"""

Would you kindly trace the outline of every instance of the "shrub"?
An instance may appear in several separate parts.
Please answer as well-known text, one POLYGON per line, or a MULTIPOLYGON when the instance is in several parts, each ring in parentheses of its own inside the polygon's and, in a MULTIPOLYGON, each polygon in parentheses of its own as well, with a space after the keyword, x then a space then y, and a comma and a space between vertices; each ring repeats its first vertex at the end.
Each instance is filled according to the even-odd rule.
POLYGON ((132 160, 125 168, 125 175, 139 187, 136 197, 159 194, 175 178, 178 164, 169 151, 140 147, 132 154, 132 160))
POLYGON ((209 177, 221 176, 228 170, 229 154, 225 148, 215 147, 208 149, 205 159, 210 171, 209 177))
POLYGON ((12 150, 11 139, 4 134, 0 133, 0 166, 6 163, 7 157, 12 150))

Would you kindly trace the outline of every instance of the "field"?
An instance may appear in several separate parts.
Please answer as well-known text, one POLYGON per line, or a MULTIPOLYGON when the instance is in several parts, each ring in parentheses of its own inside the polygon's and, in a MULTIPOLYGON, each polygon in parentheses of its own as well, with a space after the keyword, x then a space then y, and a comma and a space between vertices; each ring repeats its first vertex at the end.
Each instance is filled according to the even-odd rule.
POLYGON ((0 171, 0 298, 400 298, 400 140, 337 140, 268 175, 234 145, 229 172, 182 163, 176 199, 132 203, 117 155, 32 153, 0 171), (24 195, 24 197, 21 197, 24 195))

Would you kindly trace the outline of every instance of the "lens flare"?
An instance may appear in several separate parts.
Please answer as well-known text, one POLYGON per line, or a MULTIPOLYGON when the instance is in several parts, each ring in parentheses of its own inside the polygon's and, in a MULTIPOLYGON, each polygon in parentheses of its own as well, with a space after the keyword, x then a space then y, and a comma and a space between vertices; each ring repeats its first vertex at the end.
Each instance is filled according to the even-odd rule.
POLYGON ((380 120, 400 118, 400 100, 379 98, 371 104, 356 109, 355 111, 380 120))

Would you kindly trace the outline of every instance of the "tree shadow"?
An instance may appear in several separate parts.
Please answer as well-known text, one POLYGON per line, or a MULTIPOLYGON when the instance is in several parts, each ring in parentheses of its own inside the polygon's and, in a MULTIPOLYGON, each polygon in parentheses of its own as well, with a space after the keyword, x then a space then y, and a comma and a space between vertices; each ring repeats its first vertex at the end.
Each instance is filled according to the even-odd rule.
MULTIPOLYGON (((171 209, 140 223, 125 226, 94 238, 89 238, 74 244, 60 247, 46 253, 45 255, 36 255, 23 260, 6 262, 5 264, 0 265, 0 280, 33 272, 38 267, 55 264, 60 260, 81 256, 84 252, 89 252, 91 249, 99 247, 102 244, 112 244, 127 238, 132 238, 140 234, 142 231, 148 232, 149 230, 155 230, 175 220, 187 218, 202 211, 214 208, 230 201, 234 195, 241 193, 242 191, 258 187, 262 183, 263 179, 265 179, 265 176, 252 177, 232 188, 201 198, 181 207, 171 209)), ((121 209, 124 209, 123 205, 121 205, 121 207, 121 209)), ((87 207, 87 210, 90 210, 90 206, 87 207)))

"""

- WHAT TO PRODUCE -
Please rewrite all the items above with "Would you kindly" replaced by "Could you" and everything else left unchanged.

- FINAL ANSWER -
Could you trace the outline of every instance of the "shrub"?
An instance may appear in several separate parts.
Please answer as well-known text, one POLYGON per line, or a MULTIPOLYGON when the instance is in several parts, each ring in parentheses of its own inside the polygon's and, in a MULTIPOLYGON, each polygon in parentheses of its own as well, with a space after the keyword, x then a space then y, and a comma and a space between vertices; each ring repeats its first vertex at the end.
Each instance is filled according to the even-odd rule.
POLYGON ((132 160, 125 168, 125 175, 139 187, 136 197, 159 194, 175 178, 178 164, 169 151, 140 147, 132 154, 132 160))
POLYGON ((209 177, 221 176, 228 170, 229 154, 225 148, 215 147, 208 149, 205 159, 210 171, 209 177))
POLYGON ((12 150, 11 139, 4 134, 0 133, 0 166, 6 163, 7 157, 12 150))

Could you trace the outline of every instance of the "field"?
An instance may appear in several separate parts.
Please answer as well-known text, one POLYGON per line, or a MULTIPOLYGON when the instance is in several parts, each ring in parentheses of its own inside the polygon's and, in a MULTIPOLYGON, each polygon in parentheses of its own as well, with a space after the keyword, x then a space then y, and a comma and a space between vertices; each ring repeats its first vertex at the end.
Each instance is filled according to the even-odd rule.
POLYGON ((0 171, 0 298, 400 298, 400 140, 337 140, 268 175, 234 145, 229 172, 182 163, 176 199, 132 203, 117 155, 32 153, 0 171), (24 195, 24 197, 21 197, 24 195))

Could you trace the outline of every instance of the "lens flare"?
An instance may appear in several separate parts.
Please answer as well-known text, one POLYGON per line, or a MULTIPOLYGON when the instance is in several parts, each ring in parentheses of its own inside the polygon's and, in a MULTIPOLYGON, each polygon in parentheses of its own as well, with a space after the keyword, x then a space then y, and a comma and a space between vertices; each ring repeats its first vertex at the end.
Each instance is filled according to the even-odd rule.
POLYGON ((380 120, 400 118, 400 100, 379 98, 371 104, 356 109, 355 111, 380 120))

Could you trace the outline of every instance of the "tree shadow"?
An instance may appear in several separate parts.
Please answer as well-known text, one POLYGON per line, or a MULTIPOLYGON when the instance is in several parts, each ring in parentheses of its own inside the polygon's and, in a MULTIPOLYGON, each polygon in parentheses of its own as well, with a space after the keyword, x then a space then y, and a comma and a space between vertices; each ring repeats its first vertex at the end.
Each instance is filled according to the even-odd rule.
MULTIPOLYGON (((171 209, 140 223, 125 226, 94 238, 89 238, 74 244, 60 247, 46 253, 45 255, 36 255, 23 260, 6 262, 5 264, 0 265, 0 280, 33 272, 38 267, 55 264, 60 260, 81 256, 84 252, 89 252, 91 249, 99 247, 102 244, 112 244, 127 238, 132 238, 140 234, 142 231, 148 232, 149 230, 155 230, 175 220, 187 218, 202 211, 214 208, 230 201, 234 195, 241 193, 242 191, 258 187, 262 183, 263 179, 265 179, 265 176, 252 177, 232 188, 201 198, 181 207, 171 209)), ((121 209, 124 209, 123 205, 121 205, 121 207, 121 209)), ((87 207, 87 210, 90 210, 90 206, 87 207)))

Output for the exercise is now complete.